## Instrução de trabalho 1
Cite dos comentários sobre o menino-girafa todo o trecho que vai de "12 Respostas para" até "falar de amor.", sem mudar nada.
## Instrução de trabalho 2
Liste todos os nomes próprios de pessoas ou personagens citados nos comentários sobre o menino-girafa, sem repetir a mesma pessoa.
## Instrução de trabalho 3
Siga escrevendo os comentários sobre o menino-girafa a partir da última frase que aparece.

━━━━━ Documento de origem

12 Respostas para “[o menino-girafa]

  1. Sou apaixonada por essa leveza nas palavras de Pedro Gabriel. Esse jeito doce de contar histórias… de falar de amor.

  2. Logo se vê que a sensibilidade e talento aguçados é algo da essencia do Pedro Gabriel.. Mas essa magia de criar um personagem que reflete a si proprio e ao que sei lá, a de vir, de sonhos de ser, de brincar de ser.. Isso é fruto de uma educação que realmente fez a diferença na vida dele. Rubem Alves custuma dizer que as escolas devem nos dar Asas. Acho que foi isso que aconteceu na infância do Pedro.. A escola da vida, sua família, e todas as suas aventuras não podadas contribuiram pra que esse menino girafa saltasse de dentro dele e chegasse as nuvens. Quando alguem fala da infância assim com carinho tamanho, com tanta doçura, fico realmente emocionada e me lembro ( não que jamais tenha esquecido) porque escolhi trabalhar com a infância, porque sou educadora. Não me recordo muito detalhadamente assim de imagens da minha infância. Não sei exatamente porque, quem sabe a terapia algum dia me ajude a entender. Mas, eu vivo isso junto com as crianças no dia a dia. Eu vejo pequenos Antonios prontos pra descobrirem seus animais e alçarem voô ao infinito,dentro deles mesmo… Sua obra me inspira Pedro a tambem me conhecer melhor, a sonhar.. Aos 26 anos descobri um encanto inesplicável por corujas.. A arte tem sido mesmo um espelho pra eu me enxergar por dentro.. Continue nos contando mais da vida do Pedro. Continue rabiscando tão lindamente a historia do Antonio. Isso nos inspira muito. Já vou enxergar as girafas de outra maneira quando cantar sua musiquinha ou contar histórias pras minhas crianças. Um abraço na criança que mora tão serenamente dentro desse artista tão completo e inacabado.

━━━━━━━━━━
━━━━━ Dados para revisão

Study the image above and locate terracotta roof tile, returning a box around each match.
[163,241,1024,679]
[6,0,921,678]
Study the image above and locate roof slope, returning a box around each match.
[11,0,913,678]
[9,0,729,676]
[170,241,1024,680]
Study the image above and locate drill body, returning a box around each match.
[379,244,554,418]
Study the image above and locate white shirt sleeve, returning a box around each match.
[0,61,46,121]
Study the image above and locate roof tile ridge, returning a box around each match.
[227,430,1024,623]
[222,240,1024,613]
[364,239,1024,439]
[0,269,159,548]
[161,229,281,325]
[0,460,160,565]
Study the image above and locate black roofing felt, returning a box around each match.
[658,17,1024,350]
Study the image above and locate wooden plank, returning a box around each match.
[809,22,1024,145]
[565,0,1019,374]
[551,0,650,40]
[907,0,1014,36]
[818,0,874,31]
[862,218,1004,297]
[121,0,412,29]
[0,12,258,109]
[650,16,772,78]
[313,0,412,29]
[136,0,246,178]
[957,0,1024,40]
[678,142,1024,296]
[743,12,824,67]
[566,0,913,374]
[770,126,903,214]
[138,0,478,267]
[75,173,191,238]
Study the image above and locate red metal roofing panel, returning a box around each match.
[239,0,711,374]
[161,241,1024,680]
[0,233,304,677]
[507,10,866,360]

━━━━━━━━━━
━━━━━ Dados para revisão

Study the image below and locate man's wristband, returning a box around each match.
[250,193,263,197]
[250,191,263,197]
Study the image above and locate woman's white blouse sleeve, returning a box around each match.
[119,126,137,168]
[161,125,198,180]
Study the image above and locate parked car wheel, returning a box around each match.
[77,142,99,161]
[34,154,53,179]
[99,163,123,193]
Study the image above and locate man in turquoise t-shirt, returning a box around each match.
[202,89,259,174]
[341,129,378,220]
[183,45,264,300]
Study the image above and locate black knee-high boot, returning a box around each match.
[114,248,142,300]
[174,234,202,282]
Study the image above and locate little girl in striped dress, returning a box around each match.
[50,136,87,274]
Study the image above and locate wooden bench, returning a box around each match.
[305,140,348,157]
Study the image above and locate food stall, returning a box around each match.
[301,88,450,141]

━━━━━━━━━━

## Resposta escrita 1
12 Respostas para “[o menino-girafa]

  1. Sou apaixonada por essa leveza nas palavras de Pedro Gabriel. Esse jeito doce de contar histórias… de falar de amor.

## Resposta escrita 2
Pedro Gabriel
Rubem Alves
Antonio

## Resposta escrita 3
  3. Querido Pedro Antônio! Muito obrigado de contar para me (e naõ só!) a tua história lindissima da tua girafa. Abraço e penamentos – Pai

  4. SUAS PALAVRAS SIMPLES E AO MESMO TEMPO SINGELAS,FAZEM DE VOCE “O CARA”,NÃO PRECISO DIZER MAIS NADA…

  5. É um encanto, cada versinho escrito pelo Pedro. Tuas histórias adentram os nossos peitos, querido Antônio.

  6. Que lindo ver como seus pais inspiraram a todos vocês!!!
    A memória da infância me tocou, incrível como nos lembramos com tanta clareza de algumas situações, não é?!